Reproduza, sem qualquer alteração, o trecho do texto sobre intrusão dentária com miniplacas que se inicia com as palavras "Outro efeito adverso" e se encerra com "em alterações sensoriais.".

++++ Texto dado

Entretanto, a intrusão dos dentes posteriores com o uso de miniplacas como ancoragem é uma alternativa relativamente recente de tratamento e essa movimentação excede a amplitude de movimentos possíveis de serem atingidos com as técnicas ortodônticas convencionais. Assim, ainda não se conhecem os efeitos em longo prazo, nem toda a extensão das possíveis complicações, sendo que uma delas é a reabsorção radicular. A intrusão ortodôntica ancorada em mini-implantes em cães produziu reabsorções radiculares leves nas regiões da furca e do ápice. Nas limitadas séries de casos tratados com essa abordagem não foram relatadas reabsorções radiculares importantes, assim como não observamos nessa paciente.

Outro efeito adverso que poderia ser considerado é uma alteração da sensibilidade do nervo alveolar inferior em decorrência da movimentação das raízes dentárias em direção ao plexo neurovascular. Alterações transitórias dessa natureza foram relatadas após a movimentação dentária em pacientes sob tratamento ortodôntico. Contudo, quando molares foram intruídos com o uso de miniplacas como ancoragem em direção ao canal mandibular em cães, nenhum dano neurológico foi produzido. A quantidade de intrusão necessária para a correção da mordida aberta da paciente relatada no presente artigo não foi suficiente para que o canal mandibular fosse atingido pelas raízes dos molares. Daimaruya et al. relataram que, nos pacientes por eles tratados, algumas raízes se aproximaram do canal mandibular levando a um reposicionamento deste, sem que isso tivesse implicado em alterações sensoriais.

Já possuímos experiência com várias miniplacas produzidas no Brasil e elas possuem um comportamento clínico semelhante ao das marcas importadas.

Após a implantação da miniplaca, é necessário um tempo de espera de uma a duas semanas antes da aplicação da força sobre a mesma. O objetivo principal desse período é o reparo dos tecidos moles adjacentes e não uma eventual osseointegração. Clinicamente, a integração da miniplaca ao tecido ósseo é um evento indesejável, já que ela terá que ser removida em um prazo relativamente curto.

++++++++
++++ Excertos de dados

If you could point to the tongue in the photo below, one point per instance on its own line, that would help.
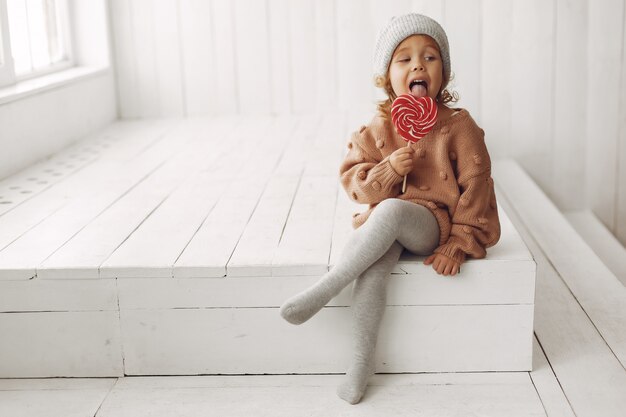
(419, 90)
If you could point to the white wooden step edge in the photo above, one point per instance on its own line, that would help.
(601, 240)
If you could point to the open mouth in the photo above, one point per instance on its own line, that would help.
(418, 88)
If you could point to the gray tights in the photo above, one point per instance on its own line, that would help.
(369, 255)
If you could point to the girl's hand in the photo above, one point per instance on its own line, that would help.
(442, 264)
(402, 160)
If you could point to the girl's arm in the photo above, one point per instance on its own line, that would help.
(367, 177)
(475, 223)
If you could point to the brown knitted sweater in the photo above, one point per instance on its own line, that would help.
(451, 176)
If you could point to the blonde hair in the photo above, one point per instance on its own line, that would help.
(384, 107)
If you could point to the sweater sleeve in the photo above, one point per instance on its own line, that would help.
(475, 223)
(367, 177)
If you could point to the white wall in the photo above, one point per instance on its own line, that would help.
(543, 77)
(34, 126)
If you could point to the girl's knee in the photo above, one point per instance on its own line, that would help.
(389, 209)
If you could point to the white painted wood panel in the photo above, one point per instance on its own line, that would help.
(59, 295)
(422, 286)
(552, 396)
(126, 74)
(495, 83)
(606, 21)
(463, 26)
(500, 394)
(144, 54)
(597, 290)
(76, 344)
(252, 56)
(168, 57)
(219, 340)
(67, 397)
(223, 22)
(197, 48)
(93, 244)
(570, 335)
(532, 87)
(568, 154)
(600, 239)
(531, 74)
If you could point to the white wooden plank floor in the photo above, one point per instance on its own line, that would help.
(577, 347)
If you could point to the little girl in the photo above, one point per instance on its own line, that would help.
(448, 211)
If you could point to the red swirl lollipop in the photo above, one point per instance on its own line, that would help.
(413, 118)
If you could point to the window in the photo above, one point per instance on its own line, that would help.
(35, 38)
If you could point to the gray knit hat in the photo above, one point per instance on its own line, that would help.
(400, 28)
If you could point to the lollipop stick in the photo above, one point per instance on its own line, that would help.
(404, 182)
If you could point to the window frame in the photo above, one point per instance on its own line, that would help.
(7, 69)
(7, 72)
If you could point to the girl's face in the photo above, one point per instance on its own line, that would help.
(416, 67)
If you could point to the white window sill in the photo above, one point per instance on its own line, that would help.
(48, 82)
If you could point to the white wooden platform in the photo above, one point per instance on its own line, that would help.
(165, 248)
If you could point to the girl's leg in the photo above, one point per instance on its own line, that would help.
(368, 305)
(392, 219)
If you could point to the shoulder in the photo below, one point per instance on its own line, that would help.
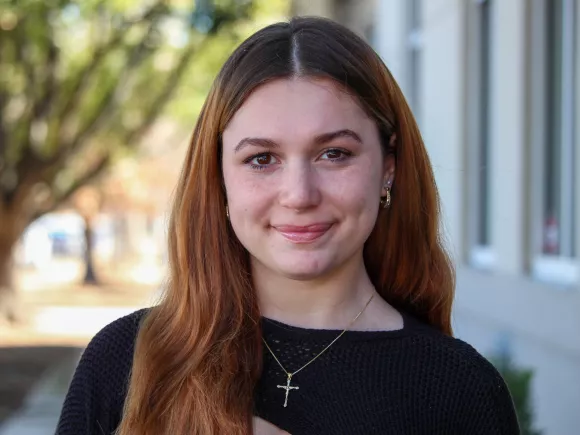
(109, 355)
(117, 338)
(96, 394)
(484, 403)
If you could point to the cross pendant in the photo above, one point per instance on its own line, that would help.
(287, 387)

++++++++

Resposta
Outro efeito adverso que poderia ser considerado é uma alteração da sensibilidade do nervo alveolar inferior em decorrência da movimentação das raízes dentárias em direção ao plexo neurovascular. Alterações transitórias dessa natureza foram relatadas após a movimentação dentária em pacientes sob tratamento ortodôntico. Contudo, quando molares foram intruídos com o uso de miniplacas como ancoragem em direção ao canal mandibular em cães, nenhum dano neurológico foi produzido. A quantidade de intrusão necessária para a correção da mordida aberta da paciente relatada no presente artigo não foi suficiente para que o canal mandibular fosse atingido pelas raízes dos molares. Daimaruya et al. relataram que, nos pacientes por eles tratados, algumas raízes se aproximaram do canal mandibular levando a um reposicionamento deste, sem que isso tivesse implicado em alterações sensoriais.